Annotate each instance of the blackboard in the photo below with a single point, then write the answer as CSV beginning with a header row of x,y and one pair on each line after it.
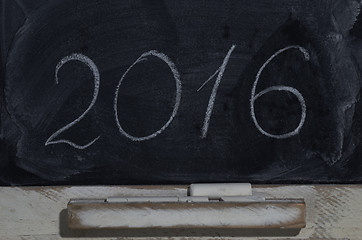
x,y
175,92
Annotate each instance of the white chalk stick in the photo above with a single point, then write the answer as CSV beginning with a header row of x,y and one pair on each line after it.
x,y
220,190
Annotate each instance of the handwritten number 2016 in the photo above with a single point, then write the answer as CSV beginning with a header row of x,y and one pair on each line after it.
x,y
220,71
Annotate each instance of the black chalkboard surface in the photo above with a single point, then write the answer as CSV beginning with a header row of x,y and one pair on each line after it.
x,y
168,92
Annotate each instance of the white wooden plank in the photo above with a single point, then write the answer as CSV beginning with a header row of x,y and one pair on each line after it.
x,y
333,211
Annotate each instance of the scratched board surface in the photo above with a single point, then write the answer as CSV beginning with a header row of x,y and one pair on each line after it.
x,y
165,92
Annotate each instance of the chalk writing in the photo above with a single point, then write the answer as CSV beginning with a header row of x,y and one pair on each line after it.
x,y
87,61
294,91
210,106
176,76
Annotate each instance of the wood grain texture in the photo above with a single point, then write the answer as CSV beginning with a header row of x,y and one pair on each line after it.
x,y
180,215
332,212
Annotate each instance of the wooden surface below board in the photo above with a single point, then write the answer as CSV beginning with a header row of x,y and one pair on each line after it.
x,y
332,212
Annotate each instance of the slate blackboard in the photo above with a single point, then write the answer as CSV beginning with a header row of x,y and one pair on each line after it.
x,y
165,92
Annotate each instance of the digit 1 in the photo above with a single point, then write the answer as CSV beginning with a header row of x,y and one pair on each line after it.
x,y
210,106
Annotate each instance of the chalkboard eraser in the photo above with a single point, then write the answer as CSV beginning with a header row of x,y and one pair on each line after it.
x,y
220,189
233,208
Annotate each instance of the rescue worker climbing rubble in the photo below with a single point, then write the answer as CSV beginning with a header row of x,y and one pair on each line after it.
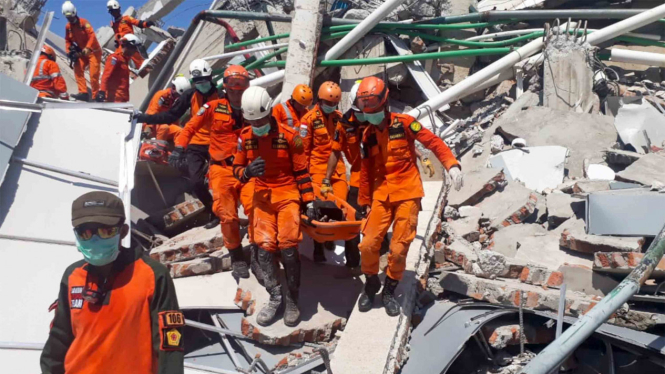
x,y
390,182
47,78
196,156
317,130
223,118
81,43
115,81
273,155
163,101
291,111
116,310
123,25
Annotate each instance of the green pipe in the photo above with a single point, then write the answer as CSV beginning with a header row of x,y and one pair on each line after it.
x,y
406,58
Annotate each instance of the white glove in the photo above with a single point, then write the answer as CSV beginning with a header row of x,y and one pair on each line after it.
x,y
456,176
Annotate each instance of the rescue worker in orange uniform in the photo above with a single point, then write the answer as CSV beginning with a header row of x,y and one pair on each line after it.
x,y
47,78
273,155
292,110
197,155
223,117
115,81
116,310
163,101
317,130
79,34
390,181
123,25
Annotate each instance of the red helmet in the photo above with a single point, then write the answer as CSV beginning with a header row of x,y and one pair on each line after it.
x,y
372,94
236,77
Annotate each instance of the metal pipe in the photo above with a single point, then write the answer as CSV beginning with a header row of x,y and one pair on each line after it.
x,y
557,351
238,53
38,47
60,170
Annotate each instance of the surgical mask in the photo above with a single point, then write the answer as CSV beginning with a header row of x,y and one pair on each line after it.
x,y
203,87
99,252
327,109
261,131
375,118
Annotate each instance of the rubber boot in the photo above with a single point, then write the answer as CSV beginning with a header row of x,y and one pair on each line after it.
x,y
291,261
388,296
372,286
254,263
271,281
238,263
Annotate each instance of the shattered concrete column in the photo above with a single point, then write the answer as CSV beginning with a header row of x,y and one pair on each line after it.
x,y
303,45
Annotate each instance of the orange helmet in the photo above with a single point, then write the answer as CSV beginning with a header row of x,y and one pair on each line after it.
x,y
303,95
330,91
372,94
236,77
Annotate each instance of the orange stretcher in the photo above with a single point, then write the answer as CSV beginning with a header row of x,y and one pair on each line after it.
x,y
330,231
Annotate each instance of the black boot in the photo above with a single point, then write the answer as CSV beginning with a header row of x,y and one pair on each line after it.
x,y
372,286
238,263
274,288
291,261
254,263
388,296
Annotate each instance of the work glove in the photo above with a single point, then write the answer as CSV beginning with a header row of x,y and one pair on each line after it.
x,y
326,187
456,176
175,158
101,97
427,164
256,168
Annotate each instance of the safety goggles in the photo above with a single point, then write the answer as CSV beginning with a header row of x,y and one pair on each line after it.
x,y
86,232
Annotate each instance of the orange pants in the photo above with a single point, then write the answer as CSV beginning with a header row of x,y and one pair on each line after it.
x,y
276,224
92,61
226,192
404,214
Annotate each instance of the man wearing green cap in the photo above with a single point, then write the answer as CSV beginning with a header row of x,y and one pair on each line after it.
x,y
117,310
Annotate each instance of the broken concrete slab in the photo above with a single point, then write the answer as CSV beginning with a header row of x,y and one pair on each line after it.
x,y
538,168
325,304
622,263
477,185
585,135
574,237
627,212
647,170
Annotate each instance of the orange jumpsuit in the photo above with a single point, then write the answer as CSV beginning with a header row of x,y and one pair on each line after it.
x,y
115,81
123,26
317,131
279,192
83,35
48,80
285,114
224,125
161,102
389,169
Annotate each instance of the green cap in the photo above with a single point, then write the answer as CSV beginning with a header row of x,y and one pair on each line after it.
x,y
98,207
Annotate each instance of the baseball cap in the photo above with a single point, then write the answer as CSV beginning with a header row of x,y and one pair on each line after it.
x,y
98,207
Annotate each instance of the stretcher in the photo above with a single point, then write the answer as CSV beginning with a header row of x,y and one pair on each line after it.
x,y
331,231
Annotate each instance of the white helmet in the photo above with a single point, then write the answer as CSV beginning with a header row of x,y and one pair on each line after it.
x,y
132,39
256,103
200,68
352,96
181,84
68,9
113,4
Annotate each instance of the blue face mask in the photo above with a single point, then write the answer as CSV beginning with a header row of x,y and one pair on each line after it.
x,y
375,118
327,109
262,130
98,251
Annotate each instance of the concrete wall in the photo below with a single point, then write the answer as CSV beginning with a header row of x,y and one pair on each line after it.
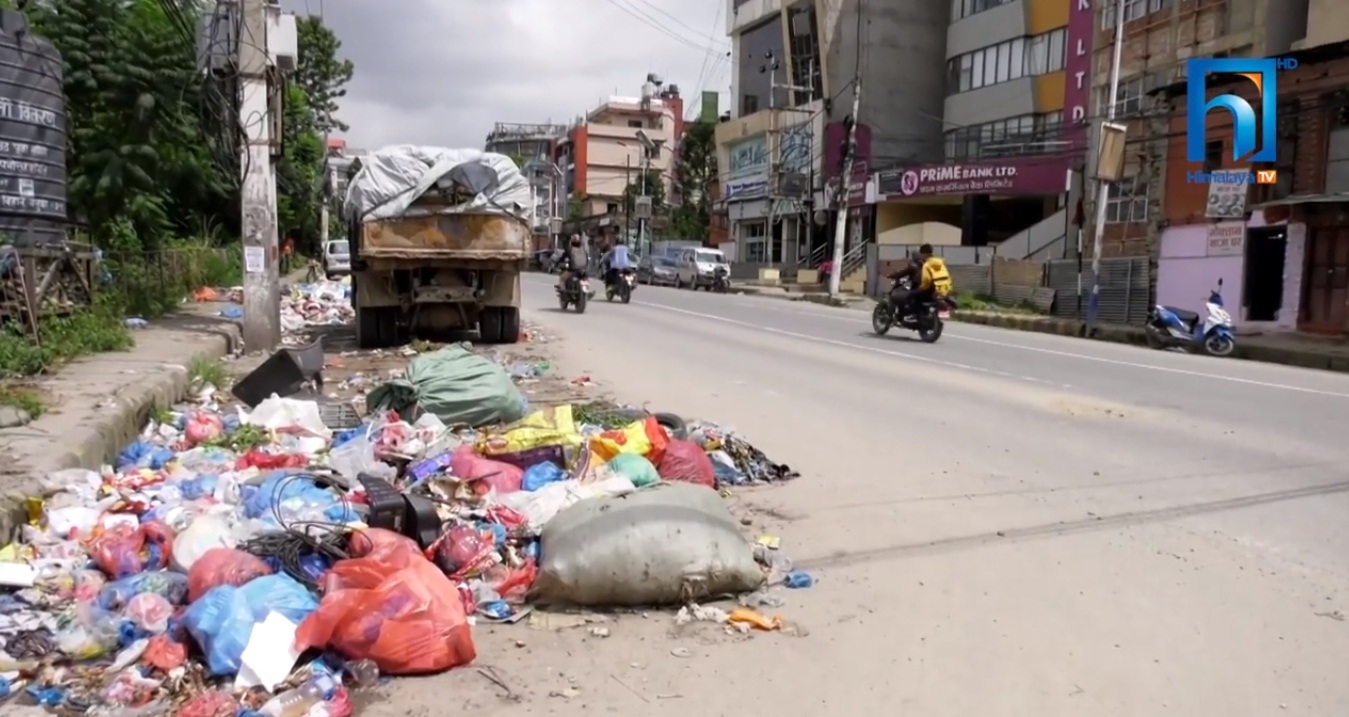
━━━━━━━━━━
Exercise brief - Count the lines in the records that contain the word "climbing", and give only that number.

Answer for the task - 1